(Location identification records)
-- Begin --

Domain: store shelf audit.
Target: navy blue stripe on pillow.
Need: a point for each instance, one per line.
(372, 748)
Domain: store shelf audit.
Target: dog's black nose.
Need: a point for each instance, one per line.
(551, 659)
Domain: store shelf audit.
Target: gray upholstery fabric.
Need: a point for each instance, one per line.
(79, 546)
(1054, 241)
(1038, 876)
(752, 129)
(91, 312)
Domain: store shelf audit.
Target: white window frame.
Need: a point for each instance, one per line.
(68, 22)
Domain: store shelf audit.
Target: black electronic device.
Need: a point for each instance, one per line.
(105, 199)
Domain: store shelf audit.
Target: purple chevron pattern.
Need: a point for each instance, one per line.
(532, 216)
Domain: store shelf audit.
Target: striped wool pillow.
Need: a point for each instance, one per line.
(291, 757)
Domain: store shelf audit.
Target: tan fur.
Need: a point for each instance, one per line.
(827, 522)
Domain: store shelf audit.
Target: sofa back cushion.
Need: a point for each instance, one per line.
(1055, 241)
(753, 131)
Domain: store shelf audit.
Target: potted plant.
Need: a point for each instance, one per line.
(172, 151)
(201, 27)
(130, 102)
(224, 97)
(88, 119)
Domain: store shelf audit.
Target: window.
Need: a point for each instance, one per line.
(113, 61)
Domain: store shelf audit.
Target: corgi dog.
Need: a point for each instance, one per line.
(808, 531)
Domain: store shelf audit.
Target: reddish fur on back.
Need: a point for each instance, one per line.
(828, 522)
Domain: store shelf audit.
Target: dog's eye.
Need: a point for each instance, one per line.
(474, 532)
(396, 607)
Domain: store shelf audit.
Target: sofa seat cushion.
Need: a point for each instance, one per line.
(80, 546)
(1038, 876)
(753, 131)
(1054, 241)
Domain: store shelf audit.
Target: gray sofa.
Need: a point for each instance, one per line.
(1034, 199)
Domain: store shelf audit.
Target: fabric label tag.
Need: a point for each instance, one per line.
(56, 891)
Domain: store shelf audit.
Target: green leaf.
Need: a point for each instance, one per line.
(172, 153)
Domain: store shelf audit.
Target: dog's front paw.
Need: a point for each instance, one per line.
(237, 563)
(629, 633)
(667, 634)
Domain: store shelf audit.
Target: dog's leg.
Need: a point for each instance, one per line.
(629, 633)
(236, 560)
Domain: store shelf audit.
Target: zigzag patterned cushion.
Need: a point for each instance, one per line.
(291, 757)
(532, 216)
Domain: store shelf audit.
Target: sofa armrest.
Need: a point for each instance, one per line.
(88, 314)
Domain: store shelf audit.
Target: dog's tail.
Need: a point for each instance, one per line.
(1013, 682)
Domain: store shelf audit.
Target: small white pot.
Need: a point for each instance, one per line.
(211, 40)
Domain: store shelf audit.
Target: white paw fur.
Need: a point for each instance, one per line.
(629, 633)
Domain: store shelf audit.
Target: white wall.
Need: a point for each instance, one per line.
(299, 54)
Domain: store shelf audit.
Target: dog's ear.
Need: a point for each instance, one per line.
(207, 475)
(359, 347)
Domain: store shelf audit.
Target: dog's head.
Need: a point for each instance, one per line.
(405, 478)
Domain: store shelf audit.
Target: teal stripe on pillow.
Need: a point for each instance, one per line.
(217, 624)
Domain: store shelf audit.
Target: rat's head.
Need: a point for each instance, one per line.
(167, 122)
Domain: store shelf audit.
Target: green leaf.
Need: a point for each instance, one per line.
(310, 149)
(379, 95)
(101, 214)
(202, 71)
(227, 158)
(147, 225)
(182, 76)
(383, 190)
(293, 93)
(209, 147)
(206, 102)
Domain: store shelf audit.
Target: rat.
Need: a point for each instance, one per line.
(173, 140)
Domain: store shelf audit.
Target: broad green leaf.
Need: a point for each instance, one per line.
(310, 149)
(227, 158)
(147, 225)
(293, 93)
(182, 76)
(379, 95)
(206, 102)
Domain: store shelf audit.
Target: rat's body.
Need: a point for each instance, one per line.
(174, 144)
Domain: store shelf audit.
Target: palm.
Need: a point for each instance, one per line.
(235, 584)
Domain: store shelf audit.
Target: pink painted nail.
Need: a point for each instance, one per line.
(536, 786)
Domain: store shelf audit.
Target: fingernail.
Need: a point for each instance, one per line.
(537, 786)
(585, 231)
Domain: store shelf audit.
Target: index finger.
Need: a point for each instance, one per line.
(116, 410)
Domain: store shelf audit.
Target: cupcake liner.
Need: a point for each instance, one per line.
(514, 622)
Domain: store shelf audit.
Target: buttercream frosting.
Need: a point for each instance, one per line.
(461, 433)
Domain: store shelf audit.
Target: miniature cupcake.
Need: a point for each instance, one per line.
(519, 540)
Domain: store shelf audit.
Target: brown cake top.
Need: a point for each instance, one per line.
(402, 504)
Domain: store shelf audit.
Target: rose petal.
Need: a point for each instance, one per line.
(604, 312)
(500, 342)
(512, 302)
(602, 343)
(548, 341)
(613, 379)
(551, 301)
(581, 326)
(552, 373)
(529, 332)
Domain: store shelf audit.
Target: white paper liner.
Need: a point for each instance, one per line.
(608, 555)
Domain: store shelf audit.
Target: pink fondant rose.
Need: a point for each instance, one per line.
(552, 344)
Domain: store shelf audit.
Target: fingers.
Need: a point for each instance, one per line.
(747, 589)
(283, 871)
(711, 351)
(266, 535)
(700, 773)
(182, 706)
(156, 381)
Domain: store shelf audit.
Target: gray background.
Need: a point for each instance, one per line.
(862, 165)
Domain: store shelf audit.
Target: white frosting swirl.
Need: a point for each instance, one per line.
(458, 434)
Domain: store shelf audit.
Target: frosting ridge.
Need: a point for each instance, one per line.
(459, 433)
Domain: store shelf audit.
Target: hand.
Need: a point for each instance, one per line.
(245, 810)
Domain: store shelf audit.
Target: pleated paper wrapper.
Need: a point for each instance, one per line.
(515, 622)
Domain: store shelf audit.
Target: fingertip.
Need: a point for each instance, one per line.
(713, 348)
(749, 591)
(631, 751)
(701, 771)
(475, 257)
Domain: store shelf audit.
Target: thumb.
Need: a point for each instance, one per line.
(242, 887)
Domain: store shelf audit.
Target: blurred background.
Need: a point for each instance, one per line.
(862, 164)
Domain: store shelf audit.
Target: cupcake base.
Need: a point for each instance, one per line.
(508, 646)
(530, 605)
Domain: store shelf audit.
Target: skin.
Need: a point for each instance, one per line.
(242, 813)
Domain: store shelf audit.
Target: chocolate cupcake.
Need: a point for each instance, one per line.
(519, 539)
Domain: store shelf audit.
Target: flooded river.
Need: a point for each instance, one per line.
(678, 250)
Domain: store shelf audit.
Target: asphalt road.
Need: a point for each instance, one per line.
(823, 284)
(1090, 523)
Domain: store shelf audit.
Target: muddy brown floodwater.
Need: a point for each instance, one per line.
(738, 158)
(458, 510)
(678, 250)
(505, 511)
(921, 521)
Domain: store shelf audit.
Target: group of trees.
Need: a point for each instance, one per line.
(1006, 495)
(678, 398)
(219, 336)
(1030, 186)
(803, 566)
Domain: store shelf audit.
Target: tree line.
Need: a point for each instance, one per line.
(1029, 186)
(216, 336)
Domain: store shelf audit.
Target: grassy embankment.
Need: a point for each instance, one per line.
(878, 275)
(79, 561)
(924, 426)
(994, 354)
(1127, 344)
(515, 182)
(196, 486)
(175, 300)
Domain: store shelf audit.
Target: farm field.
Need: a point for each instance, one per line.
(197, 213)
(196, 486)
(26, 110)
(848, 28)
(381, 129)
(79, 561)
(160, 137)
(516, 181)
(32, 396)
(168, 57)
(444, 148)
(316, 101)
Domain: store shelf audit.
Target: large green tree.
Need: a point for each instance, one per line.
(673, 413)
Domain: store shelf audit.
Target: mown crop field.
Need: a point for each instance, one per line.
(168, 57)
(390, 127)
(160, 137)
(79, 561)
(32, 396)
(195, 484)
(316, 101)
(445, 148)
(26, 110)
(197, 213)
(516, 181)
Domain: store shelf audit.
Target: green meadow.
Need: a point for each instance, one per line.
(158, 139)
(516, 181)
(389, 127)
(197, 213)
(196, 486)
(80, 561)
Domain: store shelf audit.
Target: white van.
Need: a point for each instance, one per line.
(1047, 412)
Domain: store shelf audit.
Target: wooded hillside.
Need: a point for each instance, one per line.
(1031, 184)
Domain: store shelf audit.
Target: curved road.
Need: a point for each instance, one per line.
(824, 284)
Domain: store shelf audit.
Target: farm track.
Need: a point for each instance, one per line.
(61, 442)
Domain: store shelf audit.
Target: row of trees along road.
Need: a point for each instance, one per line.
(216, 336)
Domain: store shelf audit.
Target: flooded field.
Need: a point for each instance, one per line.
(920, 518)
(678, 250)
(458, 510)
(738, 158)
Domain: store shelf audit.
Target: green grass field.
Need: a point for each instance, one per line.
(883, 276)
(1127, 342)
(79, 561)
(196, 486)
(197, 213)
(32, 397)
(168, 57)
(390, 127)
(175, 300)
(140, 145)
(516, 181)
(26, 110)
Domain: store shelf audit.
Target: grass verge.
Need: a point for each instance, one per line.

-- End --

▶ **Given exercise**
Gather every line of the records above that contains the word "pink". Case counts.

▶ **Full answer**
Target: pink painted nail.
Target: pink fondant rose.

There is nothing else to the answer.